ACTIVITY
Give back every record below, character for character.

SUPPLIED ENTRIES
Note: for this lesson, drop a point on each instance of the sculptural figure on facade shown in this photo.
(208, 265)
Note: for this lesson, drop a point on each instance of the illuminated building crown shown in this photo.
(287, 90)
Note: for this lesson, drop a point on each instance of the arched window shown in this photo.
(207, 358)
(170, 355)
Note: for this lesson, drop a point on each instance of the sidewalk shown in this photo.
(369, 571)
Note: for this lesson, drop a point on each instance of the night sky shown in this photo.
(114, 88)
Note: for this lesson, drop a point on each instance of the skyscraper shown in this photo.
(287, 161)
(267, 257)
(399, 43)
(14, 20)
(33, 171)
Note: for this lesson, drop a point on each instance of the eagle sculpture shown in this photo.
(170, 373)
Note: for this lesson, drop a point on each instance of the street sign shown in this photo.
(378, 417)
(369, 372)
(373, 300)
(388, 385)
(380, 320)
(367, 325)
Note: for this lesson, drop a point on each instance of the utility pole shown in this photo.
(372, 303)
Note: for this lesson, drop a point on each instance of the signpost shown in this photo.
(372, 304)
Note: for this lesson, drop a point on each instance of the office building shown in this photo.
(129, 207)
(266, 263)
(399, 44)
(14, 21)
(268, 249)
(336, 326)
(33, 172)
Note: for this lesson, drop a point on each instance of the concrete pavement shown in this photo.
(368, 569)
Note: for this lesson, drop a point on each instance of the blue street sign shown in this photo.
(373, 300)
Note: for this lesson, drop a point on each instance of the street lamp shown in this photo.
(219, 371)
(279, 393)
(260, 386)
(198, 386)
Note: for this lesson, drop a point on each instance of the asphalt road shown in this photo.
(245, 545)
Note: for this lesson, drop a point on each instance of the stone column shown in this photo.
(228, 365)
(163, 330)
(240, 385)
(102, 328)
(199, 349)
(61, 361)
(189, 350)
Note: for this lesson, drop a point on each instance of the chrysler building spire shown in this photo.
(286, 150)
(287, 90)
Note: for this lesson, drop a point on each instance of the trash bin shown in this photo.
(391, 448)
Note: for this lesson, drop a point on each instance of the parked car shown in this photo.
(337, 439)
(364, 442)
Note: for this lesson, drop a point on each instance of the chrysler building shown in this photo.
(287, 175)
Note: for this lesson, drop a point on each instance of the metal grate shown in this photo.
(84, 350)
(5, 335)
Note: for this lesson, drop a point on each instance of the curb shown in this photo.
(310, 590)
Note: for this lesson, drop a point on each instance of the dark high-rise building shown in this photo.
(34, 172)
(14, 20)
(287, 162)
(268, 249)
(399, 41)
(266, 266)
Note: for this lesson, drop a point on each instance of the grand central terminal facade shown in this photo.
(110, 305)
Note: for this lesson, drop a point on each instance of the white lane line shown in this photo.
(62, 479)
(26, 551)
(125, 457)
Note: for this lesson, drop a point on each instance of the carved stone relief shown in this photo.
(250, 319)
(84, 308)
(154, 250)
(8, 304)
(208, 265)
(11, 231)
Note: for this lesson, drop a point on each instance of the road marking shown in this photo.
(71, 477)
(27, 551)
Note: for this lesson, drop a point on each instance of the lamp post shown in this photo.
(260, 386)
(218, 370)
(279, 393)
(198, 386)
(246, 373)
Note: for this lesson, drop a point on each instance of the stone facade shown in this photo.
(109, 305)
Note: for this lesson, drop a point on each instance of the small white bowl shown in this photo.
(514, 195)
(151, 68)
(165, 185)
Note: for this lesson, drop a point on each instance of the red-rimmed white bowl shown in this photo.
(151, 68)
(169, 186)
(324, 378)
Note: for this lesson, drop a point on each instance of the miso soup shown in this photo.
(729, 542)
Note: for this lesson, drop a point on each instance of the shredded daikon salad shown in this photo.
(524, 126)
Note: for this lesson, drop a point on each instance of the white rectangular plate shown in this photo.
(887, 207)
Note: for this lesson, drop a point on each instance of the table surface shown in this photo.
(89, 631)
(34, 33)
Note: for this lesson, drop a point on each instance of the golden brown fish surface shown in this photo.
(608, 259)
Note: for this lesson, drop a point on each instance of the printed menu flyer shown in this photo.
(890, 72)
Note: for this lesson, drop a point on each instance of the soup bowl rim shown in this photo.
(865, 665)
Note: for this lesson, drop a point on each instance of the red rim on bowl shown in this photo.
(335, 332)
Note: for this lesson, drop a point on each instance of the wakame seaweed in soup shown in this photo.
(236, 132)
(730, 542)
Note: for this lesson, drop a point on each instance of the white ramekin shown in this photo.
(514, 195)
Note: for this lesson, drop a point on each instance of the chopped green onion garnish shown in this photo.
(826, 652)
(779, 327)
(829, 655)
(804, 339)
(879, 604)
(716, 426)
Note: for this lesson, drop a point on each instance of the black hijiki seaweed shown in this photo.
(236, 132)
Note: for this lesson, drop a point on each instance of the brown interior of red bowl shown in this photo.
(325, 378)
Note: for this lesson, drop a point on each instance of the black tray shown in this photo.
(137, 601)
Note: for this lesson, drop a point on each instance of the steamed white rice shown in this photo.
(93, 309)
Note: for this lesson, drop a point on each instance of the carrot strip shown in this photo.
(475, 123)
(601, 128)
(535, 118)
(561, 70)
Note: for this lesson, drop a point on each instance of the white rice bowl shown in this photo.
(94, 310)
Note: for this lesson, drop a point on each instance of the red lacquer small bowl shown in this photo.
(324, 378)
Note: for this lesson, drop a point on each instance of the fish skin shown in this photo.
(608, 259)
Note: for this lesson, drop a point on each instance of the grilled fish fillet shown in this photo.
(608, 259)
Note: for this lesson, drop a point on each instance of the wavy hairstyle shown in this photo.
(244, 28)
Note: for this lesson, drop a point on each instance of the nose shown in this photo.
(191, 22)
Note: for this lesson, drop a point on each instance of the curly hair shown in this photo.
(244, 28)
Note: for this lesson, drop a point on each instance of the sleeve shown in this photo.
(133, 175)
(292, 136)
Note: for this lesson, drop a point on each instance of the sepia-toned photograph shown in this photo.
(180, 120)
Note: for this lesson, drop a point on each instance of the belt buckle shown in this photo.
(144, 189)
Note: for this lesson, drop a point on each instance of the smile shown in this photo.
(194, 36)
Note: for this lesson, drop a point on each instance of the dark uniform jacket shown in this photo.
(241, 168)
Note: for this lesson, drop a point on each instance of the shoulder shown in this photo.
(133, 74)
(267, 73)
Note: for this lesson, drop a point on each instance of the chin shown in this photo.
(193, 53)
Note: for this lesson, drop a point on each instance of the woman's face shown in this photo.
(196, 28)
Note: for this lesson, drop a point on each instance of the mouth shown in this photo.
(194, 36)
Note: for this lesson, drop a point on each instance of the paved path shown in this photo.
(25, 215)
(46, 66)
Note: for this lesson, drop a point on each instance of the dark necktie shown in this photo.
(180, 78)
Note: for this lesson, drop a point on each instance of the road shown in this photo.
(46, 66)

EXERCISE OUTPUT
Note: for this lesson, drop a point on each instance of the sculptural figure on facade shown in this photo.
(208, 265)
Note: for this lesson, drop a point on each instance of the illuminated building crown shown in this photo.
(287, 90)
Note: for this lesson, drop a point on each instance of the arched window shown in this photo.
(207, 358)
(170, 355)
Note: for this lesson, drop a point on each instance of the sidewalk shown in this photo.
(369, 571)
Note: for this lesson, drop a point on each instance of the night sky shown in this photo.
(114, 88)
Note: for this lesson, drop a point on each instance of the skyscraper shown in this photo.
(287, 161)
(267, 257)
(399, 43)
(14, 20)
(33, 171)
Note: for this lesson, drop a point on each instance of the eagle sculpture shown in this photo.
(170, 373)
Note: for this lesson, drop a point on each instance of the street sign shown in this photo.
(378, 417)
(369, 372)
(373, 300)
(388, 385)
(380, 320)
(367, 325)
Note: for this lesson, drop a point on each instance of the utility pole shown in this photo.
(372, 303)
Note: for this lesson, drop a point on each instance of the signpost shown in this photo.
(372, 304)
Note: for this lesson, drop a point on each instance of the office building shown in this photo.
(129, 207)
(266, 263)
(399, 44)
(14, 21)
(268, 249)
(336, 326)
(33, 172)
Note: for this lesson, drop a point on each instance of the concrete pavement shown in this photo.
(368, 569)
Note: for this lesson, drop a point on each instance of the blue street sign shown in this photo.
(373, 300)
Note: for this lesson, drop a point on each instance of the street lamp shown in this photo.
(219, 371)
(279, 393)
(260, 386)
(198, 386)
Note: for this lesson, drop a point on each instance of the asphalt road shown in this photo.
(245, 545)
Note: for this lesson, drop a point on each instance of the stone column shown in this photo.
(228, 365)
(163, 330)
(240, 385)
(102, 328)
(199, 349)
(61, 361)
(189, 350)
Note: for this lesson, drop a point on each instance of the chrysler building spire shown in this photo.
(286, 150)
(287, 90)
Note: for this lesson, drop a point on each instance of the trash bin shown in this photo.
(391, 448)
Note: for this lesson, drop a point on each instance of the parked car shown in this photo.
(337, 439)
(364, 442)
Note: for this lesson, drop a point on each instance of the chrysler building shown in this photo.
(287, 175)
Note: for this lesson, drop a point on each instance of the metal grate shown in this photo.
(84, 350)
(5, 335)
Note: for this lesson, drop a point on each instance of the curb shown in this photo.
(310, 590)
Note: for this lesson, drop a point on each instance of the dark high-rise building shown in this photo.
(34, 172)
(14, 20)
(287, 162)
(268, 249)
(399, 41)
(266, 266)
Note: for this lesson, drop a point on each instance of the grand central terminal facade shown in this photo.
(110, 305)
Note: for this lesson, drop a point on each instance of the white lane line shown in this photo.
(62, 479)
(26, 551)
(125, 457)
Note: for this lesson, drop a point on each instance of the carved stone relief shown in this photo.
(250, 319)
(84, 308)
(154, 250)
(8, 304)
(208, 265)
(11, 231)
Note: for this lesson, drop a point on each instance of the road marking shown in this photo.
(71, 477)
(27, 551)
Note: for this lesson, drop a point on each instance of the lamp post shown in this photo.
(260, 386)
(218, 370)
(279, 393)
(198, 386)
(246, 373)
Note: for this lesson, drop a point on each instance of the stone facade shown in this photo.
(109, 305)
Note: for this lesson, drop a point on each instance of the small white bowl shown in this photo.
(514, 195)
(151, 68)
(165, 185)
Note: for this lesson, drop a point on each instance of the red-rimmed white bowl shown in this photo.
(151, 68)
(169, 186)
(324, 378)
Note: for this lesson, drop a point on each instance of the miso soup shown in this photo.
(729, 542)
Note: for this lesson, drop a point on each instance of the shredded daikon salad shown in this photo.
(524, 126)
Note: for this lesson, drop a point on each instance of the white rectangular plate shown in this photo.
(887, 207)
Note: for this lesson, drop a point on each instance of the table surface shown in this photo.
(89, 631)
(34, 33)
Note: for this lesson, drop a point on each instance of the golden brown fish surface shown in this photo.
(608, 259)
Note: for this lesson, drop a point on each instance of the printed menu flyer shown in this photo.
(890, 72)
Note: for this lesson, drop a point on each instance of the soup bowl rim shown in this photo.
(865, 665)
Note: for this lesson, drop a point on each instance of the red rim on bowl shown in this photo.
(335, 332)
Note: for this lesson, drop a point on each instance of the wakame seaweed in soup shown in this photo.
(236, 132)
(730, 542)
Note: for this lesson, drop a point on each instance of the white ramekin shown in this photo.
(514, 195)
Note: for this lesson, drop a point on each instance of the chopped green onion garnish shown in this photo.
(826, 652)
(779, 327)
(829, 655)
(804, 339)
(879, 604)
(716, 426)
Note: for this lesson, drop a point on each instance of the black hijiki seaweed shown in this photo.
(236, 132)
Note: for this lesson, drop a point on each instance of the brown interior of red bowl shown in this photo.
(325, 378)
Note: for this lesson, drop a point on each instance of the black tray shown in this photo.
(137, 601)
Note: for this lesson, drop a point on each instance of the steamed white rice shown in this photo.
(93, 309)
Note: for this lesson, drop a point on each instance of the carrot strip shown in this photo.
(475, 123)
(601, 128)
(535, 118)
(561, 70)
Note: for this lesson, drop a point on each instance of the white rice bowl shown in this photo.
(94, 310)
Note: for this lesson, drop a point on each instance of the red lacquer small bowl shown in this photo.
(324, 378)
Note: for this lesson, drop a point on each instance of the fish skin shown in this photo.
(608, 259)
Note: for this lesson, drop a point on each instance of the grilled fish fillet shown in this photo.
(608, 259)
Note: for this lesson, drop a point on each instance of the wavy hairstyle shown in this photo.
(244, 28)
Note: for this lesson, drop a point on each instance of the nose shown in this photo.
(191, 22)
Note: for this lesson, drop a point on each instance of the curly hair shown in this photo.
(244, 28)
Note: for this lesson, drop a point on each instance of the sleeve shown in this photo.
(133, 175)
(292, 136)
Note: for this lesson, drop a point on each instance of the sepia-toned photograph shown in this photo.
(180, 120)
Note: for this lesson, drop a point on each instance of the belt buckle shown in this photo.
(144, 189)
Note: for this lesson, drop a point on each instance of the smile shown in this photo.
(194, 36)
Note: for this lesson, drop a point on each instance of the dark uniform jacket shown in this photo.
(241, 168)
Note: for this lesson, drop a point on each instance of the shoulder shown in this photo.
(133, 74)
(267, 73)
Note: for this lesson, drop a point on each instance of the chin shown in this photo.
(193, 53)
Note: for this lesson, drop a point on each instance of the woman's face shown in this photo.
(196, 28)
Note: for this lesson, drop a point on each instance of the mouth shown in this photo.
(194, 36)
Note: for this lesson, drop a point on each instance of the paved path shown in this photo.
(25, 215)
(46, 66)
Note: for this lesson, drop a point on each instance of the dark necktie shown in this photo.
(180, 78)
Note: for this lesson, drop a point on each instance of the road shown in this photo.
(46, 66)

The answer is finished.